SOURCE DOCUMENT
****************
Ms. Mac Donald's thesis takes as self-evident a flawed principle. Believe it or not, Mozart is dead. There is no obligation to Mozart or Verdi or Puccini or Strauss or their poetic compatriots. No such obligation exists. Her persistence and consequent assumption, that the reader take this as fact, that one must align one's self with the original artistic or aesthetic intentions of the composer, is ridiculous. Directors need not be afraid, and her assertion that directors wishing to substitute or suggest additional meanings in a work should write their own opera is pure idiocy. The director should be a creative artist.

Her defense of Stephen Wadsworth, one of the least interesting or memorable (and yes, a traditional director can still be interesting and memorable, and even compelling) directors working today, a questionable level of discretion in her taste. Her appreciation for Wadsworth’s curatorial approach to directing reveals her limited understanding of the subject. Opera is not stagnate as Ms. Mac Donald would suggest. She pines for the Enlightenment, but not enlightenment itself. For her it is merely a historical happening, an annotation in a history book. A truly enlightened thinker of today would know that all art should be a living organic experience. Opera is not meant to be hung on a wall and looked at on one's way to the museum cafe. Clearly Ms. Mac Donald is the type of audience member that goes to the opera to be seen at the opera or to say "I went to the opera", but she is also the type of audience member that will never really get opera.

The director has no obligation to the composer, and though he is wise to consider the music, his dance goes both in and out of synch with the composer's notes and even with the text itself – what is literal, what is metaphorical, what is ironic, what is sincere. Neo-con’s don’t see this degree of subtlety in their black and white world. The director isn't creating Mozart's "La Nozze di Figaro", he is creating his "La Nozze di Figaro" and there is nothing wrong with that, on the contrary that is art moving forward just as humanity does. Ms. Mac Donald longs for productions which say nothing, but rather are still inoffensive memories of another time. That is fine, there is a place for that. That isn't art. The singing will no doubt be artful, as will the designs hopefully. That sort of directing, however, is superfluous.

I have not been fortunate enough to see all the productions to which Ms. Mac Donald alludes, nor I suspect has she. That said, I would caution the reader of her article to not form judgments based on her descriptions. She has cleverly left out the contexts of many of the examples she sites, not offering their true functional role in the operas. Like many neo-cons she comes dangerously close to mischaracterization in her tirade. For example, her jealous distaste for Peter Sellars results in an unfair portrayal of his work to her reader. While she states the no regietheater proponent can bare a happy ending, she conveniently fails to mention that the final of Sellar's "Figaro" is filled with joy in a dance choreographed by Mark Morris, in fact the whole opera is playful and witty. Mark Morris is quite the regietheater director himself. Ms. Mac Donald, in her seemingly divine (because it certainly isn’t logical) judgment of the Met's offerings, states that nothing in Gelb's first season suggests he will tarnish the geriatric house's reputation for producing thoroughly uninteresting work to audiences that don't know better. She must have decided the Morris/Gluck "Orfeo" wasn't offensive enough to qualify (or, as I suspect, she was too busy to take the work in).
****************
RECORDED INFORMATION
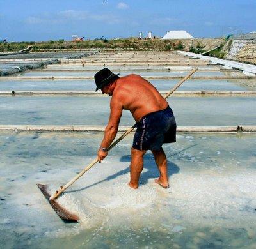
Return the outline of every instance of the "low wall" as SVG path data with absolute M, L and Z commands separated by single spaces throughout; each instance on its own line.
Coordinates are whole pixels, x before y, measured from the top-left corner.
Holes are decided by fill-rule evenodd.
M 256 64 L 256 34 L 235 38 L 225 59 Z

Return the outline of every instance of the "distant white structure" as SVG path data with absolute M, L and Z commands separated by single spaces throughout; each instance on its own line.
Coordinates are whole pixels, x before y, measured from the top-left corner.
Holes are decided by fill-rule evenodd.
M 162 39 L 191 39 L 193 37 L 184 30 L 168 31 Z
M 148 31 L 148 38 L 152 39 L 152 32 L 151 31 Z

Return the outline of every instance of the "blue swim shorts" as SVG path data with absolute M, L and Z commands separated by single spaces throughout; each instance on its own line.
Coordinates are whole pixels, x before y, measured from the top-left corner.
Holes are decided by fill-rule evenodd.
M 159 151 L 163 144 L 176 142 L 176 122 L 172 109 L 149 113 L 136 123 L 132 147 Z

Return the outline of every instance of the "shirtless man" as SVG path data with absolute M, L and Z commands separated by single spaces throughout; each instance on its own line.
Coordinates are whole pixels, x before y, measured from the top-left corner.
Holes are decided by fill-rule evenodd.
M 123 110 L 129 110 L 136 122 L 136 132 L 131 149 L 128 185 L 138 188 L 143 155 L 150 150 L 160 174 L 155 182 L 167 188 L 167 160 L 162 145 L 176 142 L 176 123 L 172 110 L 155 87 L 144 78 L 135 74 L 122 77 L 104 68 L 94 76 L 96 91 L 100 89 L 103 94 L 112 96 L 109 119 L 98 151 L 99 161 L 108 155 L 107 148 L 116 135 Z

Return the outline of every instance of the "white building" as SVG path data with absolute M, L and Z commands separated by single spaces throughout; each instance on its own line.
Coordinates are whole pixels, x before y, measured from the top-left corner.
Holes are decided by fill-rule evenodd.
M 193 39 L 193 37 L 184 30 L 168 31 L 162 39 Z

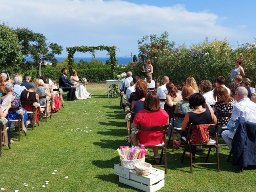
****************
WHAT YOU ARE ASKED TO DO
Reproduce everything from "Ms. Mac Donald's" down to "a creative artist." in the opera critique above.

SOLUTION
Ms. Mac Donald's thesis takes as self-evident a flawed principle. Believe it or not, Mozart is dead. There is no obligation to Mozart or Verdi or Puccini or Strauss or their poetic compatriots. No such obligation exists. Her persistence and consequent assumption, that the reader take this as fact, that one must align one's self with the original artistic or aesthetic intentions of the composer, is ridiculous. Directors need not be afraid, and her assertion that directors wishing to substitute or suggest additional meanings in a work should write their own opera is pure idiocy. The director should be a creative artist.